Doughnut Workshop with Glasgow City Councillors

GALLANT’s City Portrait team held a Doughnut workshop with Glasgow’s elected politicians

Summary written by Annika Hjelmskog, Research Associate for Glasgow's City Portrait






GALLANT’s City Portrait team held a Doughnut workshop with Glasgow City Councillors on 26 October 2022.
 

The event was designed to spark discussion between Glasgow’s elected politicians and our researchers about how Glasgow can become a ‘Thriving City’, in support of its COP26 legacy ambitions toward a just and sustainable future in partnership with C40 Cities. We shared some of our desk-based research with the participants, on Glasgow’s current social and ecological wellbeing targets and indicators, to show where our biggest challenges exist, as well as some of our largest opportunities. 

We were thrilled to be joined by Kate Raworth and Leonora Grcheva from the Doughnut Economics Action Lab (DEAL). Kate, the author of Doughnut Economics, introduced the principles of the local doughnut framework to the room. We heard about the difficult but essential balance that a thriving society must strike, between improving social wellbeing and maintaining the health of the planet.

● ● ● ●

SET OF TASKS
1. According to the workshop summary, on what date did the City Portrait team hold the workshop with Glasgow City Councillors?
2. Reproduce the part of the workshop summary starting at "We were thrilled" and ending at "of the planet.".

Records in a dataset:

● ● ● ●

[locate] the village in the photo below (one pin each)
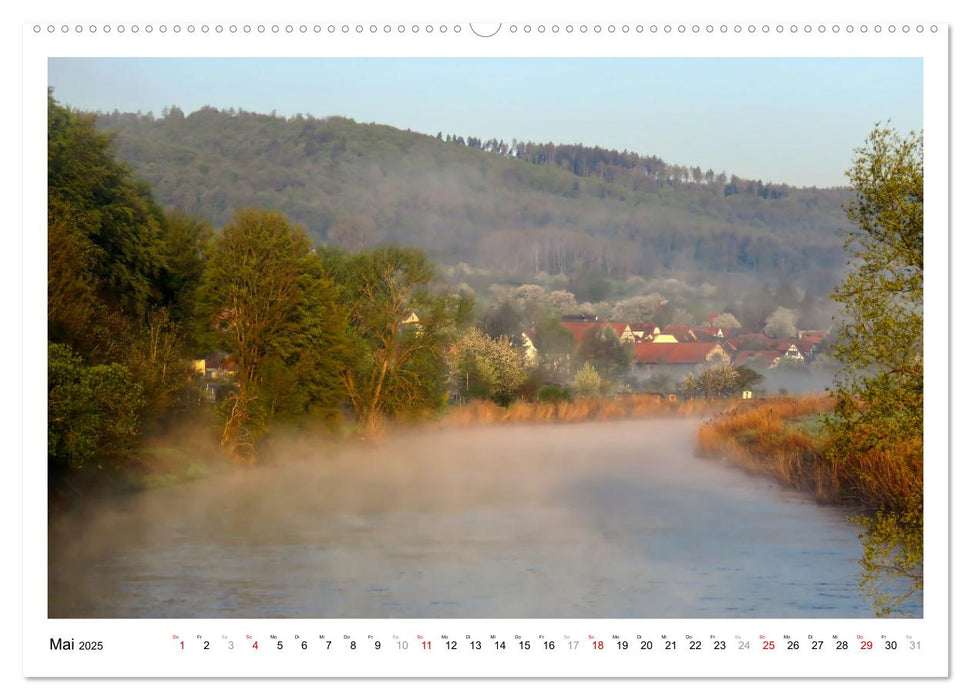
(659, 358)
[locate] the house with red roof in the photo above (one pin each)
(679, 353)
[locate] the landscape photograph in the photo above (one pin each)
(485, 338)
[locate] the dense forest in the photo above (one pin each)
(516, 210)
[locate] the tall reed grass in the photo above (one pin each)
(476, 413)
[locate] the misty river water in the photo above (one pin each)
(594, 520)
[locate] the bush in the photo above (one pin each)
(554, 394)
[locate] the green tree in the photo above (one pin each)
(109, 215)
(484, 367)
(267, 301)
(399, 331)
(554, 343)
(711, 380)
(879, 388)
(605, 350)
(91, 410)
(587, 381)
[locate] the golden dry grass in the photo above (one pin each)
(766, 437)
(585, 409)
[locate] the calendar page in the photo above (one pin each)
(422, 346)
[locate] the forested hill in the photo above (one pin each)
(517, 209)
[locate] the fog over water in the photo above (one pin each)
(595, 520)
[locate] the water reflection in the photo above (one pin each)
(595, 520)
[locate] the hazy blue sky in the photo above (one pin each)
(779, 120)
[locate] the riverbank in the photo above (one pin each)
(786, 439)
(578, 410)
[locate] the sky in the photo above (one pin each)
(786, 120)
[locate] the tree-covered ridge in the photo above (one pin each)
(519, 208)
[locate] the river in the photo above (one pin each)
(594, 520)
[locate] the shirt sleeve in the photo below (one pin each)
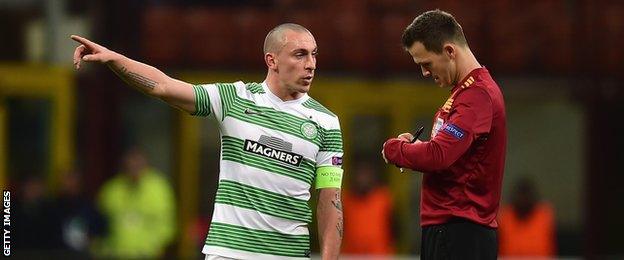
(216, 99)
(330, 153)
(470, 117)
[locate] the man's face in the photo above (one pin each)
(296, 61)
(441, 67)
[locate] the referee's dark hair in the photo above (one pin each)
(433, 29)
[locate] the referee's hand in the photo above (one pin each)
(407, 137)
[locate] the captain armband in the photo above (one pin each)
(329, 177)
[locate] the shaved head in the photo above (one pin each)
(275, 39)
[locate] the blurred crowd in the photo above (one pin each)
(132, 216)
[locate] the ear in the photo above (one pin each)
(450, 50)
(270, 60)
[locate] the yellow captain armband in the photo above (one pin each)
(328, 177)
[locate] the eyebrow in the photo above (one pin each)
(304, 50)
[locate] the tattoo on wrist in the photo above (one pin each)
(340, 227)
(337, 202)
(136, 79)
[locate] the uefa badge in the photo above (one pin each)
(309, 130)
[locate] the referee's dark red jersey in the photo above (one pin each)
(463, 162)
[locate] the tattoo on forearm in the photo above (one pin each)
(340, 227)
(337, 202)
(136, 79)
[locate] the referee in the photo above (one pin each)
(463, 161)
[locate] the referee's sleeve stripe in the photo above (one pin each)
(202, 101)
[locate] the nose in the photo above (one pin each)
(426, 72)
(310, 63)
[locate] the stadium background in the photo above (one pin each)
(558, 62)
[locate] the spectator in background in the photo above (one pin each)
(527, 226)
(367, 213)
(139, 205)
(81, 222)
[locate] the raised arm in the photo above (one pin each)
(143, 77)
(330, 223)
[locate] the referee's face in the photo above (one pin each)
(440, 67)
(296, 61)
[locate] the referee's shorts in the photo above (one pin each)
(458, 239)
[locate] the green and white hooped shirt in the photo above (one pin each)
(271, 153)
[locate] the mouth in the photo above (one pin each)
(307, 79)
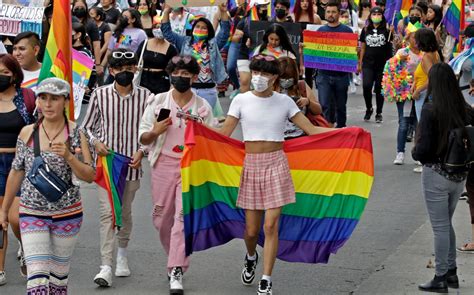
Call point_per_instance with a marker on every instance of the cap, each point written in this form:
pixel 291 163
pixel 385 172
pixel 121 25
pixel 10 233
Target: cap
pixel 53 86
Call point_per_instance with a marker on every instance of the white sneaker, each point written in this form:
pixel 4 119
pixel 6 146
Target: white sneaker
pixel 399 159
pixel 176 281
pixel 3 278
pixel 122 269
pixel 104 277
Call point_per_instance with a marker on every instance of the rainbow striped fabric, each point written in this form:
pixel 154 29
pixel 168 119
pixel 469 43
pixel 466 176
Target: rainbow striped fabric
pixel 111 174
pixel 332 173
pixel 57 61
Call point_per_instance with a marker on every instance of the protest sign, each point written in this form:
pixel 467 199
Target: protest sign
pixel 293 30
pixel 81 72
pixel 330 51
pixel 15 19
pixel 194 3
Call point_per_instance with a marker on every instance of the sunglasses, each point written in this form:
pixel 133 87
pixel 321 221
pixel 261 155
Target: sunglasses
pixel 127 54
pixel 265 57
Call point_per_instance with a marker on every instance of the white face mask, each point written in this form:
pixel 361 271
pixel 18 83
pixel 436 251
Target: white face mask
pixel 260 83
pixel 157 33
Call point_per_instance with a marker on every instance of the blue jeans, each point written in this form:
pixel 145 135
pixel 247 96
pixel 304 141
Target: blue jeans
pixel 403 123
pixel 232 57
pixel 332 91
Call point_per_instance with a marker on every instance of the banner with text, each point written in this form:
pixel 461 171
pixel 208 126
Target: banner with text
pixel 330 51
pixel 15 19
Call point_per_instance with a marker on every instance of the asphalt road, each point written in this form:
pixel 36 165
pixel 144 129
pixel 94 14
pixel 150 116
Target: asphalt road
pixel 394 211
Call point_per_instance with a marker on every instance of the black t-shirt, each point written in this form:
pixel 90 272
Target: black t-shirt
pixel 378 48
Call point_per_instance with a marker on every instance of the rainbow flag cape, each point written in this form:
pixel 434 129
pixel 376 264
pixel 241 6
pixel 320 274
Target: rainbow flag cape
pixel 453 19
pixel 111 174
pixel 332 173
pixel 57 61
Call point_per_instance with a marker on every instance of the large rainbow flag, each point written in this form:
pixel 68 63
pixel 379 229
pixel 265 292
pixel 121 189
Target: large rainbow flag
pixel 57 61
pixel 111 174
pixel 332 173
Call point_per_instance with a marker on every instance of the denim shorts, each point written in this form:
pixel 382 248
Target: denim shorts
pixel 6 160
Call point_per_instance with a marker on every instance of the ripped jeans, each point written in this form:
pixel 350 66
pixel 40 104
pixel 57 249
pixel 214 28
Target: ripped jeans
pixel 168 209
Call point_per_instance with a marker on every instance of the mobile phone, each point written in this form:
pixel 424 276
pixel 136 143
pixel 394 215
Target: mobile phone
pixel 164 114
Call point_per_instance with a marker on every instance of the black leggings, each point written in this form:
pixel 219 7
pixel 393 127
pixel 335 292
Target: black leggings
pixel 372 79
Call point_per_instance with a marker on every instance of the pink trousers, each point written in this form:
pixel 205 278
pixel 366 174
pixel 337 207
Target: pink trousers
pixel 168 209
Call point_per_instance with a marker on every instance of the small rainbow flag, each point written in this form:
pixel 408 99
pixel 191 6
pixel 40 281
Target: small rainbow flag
pixel 57 61
pixel 111 174
pixel 454 18
pixel 330 51
pixel 332 173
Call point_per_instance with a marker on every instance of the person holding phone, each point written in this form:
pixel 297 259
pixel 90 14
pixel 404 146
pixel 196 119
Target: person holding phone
pixel 162 129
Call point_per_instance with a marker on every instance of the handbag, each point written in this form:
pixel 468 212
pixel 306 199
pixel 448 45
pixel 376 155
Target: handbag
pixel 460 150
pixel 316 120
pixel 50 185
pixel 137 78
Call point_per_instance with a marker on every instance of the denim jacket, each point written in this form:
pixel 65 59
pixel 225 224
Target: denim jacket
pixel 182 43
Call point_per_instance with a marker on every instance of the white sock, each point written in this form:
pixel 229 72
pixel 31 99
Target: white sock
pixel 268 278
pixel 122 252
pixel 252 258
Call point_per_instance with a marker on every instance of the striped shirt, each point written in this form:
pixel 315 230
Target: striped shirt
pixel 114 120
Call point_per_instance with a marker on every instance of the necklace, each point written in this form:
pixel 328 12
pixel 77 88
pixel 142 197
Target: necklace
pixel 51 140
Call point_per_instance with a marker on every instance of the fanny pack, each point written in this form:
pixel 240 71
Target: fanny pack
pixel 50 185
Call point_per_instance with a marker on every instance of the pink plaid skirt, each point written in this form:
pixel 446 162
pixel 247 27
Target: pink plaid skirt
pixel 265 182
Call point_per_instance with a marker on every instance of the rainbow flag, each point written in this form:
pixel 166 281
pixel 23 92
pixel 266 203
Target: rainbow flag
pixel 332 173
pixel 57 61
pixel 454 18
pixel 111 174
pixel 330 51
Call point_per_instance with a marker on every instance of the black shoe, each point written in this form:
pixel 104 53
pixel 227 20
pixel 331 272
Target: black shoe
pixel 378 118
pixel 264 288
pixel 368 114
pixel 248 273
pixel 436 285
pixel 452 278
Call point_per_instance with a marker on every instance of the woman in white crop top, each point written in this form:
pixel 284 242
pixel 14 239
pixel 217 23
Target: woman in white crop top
pixel 265 184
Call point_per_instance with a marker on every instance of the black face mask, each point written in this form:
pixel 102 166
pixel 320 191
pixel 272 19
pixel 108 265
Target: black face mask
pixel 124 78
pixel 414 19
pixel 5 82
pixel 181 84
pixel 280 13
pixel 79 12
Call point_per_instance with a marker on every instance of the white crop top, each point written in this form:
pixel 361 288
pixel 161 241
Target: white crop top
pixel 263 118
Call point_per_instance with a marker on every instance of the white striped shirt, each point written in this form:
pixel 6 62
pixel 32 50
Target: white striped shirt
pixel 114 120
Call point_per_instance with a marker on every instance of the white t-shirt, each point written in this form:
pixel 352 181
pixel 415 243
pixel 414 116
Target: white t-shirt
pixel 263 118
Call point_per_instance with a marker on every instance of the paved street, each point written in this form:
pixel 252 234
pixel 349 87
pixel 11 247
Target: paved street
pixel 387 253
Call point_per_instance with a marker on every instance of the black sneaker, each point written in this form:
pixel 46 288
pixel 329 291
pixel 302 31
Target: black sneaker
pixel 368 114
pixel 248 273
pixel 264 288
pixel 378 118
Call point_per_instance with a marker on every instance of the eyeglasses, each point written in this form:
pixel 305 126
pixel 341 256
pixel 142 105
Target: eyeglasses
pixel 120 54
pixel 265 57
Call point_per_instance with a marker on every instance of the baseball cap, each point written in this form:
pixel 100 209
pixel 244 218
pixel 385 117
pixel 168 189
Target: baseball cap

● ● ● ●

THE ANSWERS
1. 26 October 2022

2.
We were thrilled to be joined by Kate Raworth and Leonora Grcheva from the Doughnut Economics Action Lab (DEAL). Kate, the author of Doughnut Economics, introduced the principles of the local doughnut framework to the room. We heard about the difficult but essential balance that a thriving society must strike, between improving social wellbeing and maintaining the health of the planet.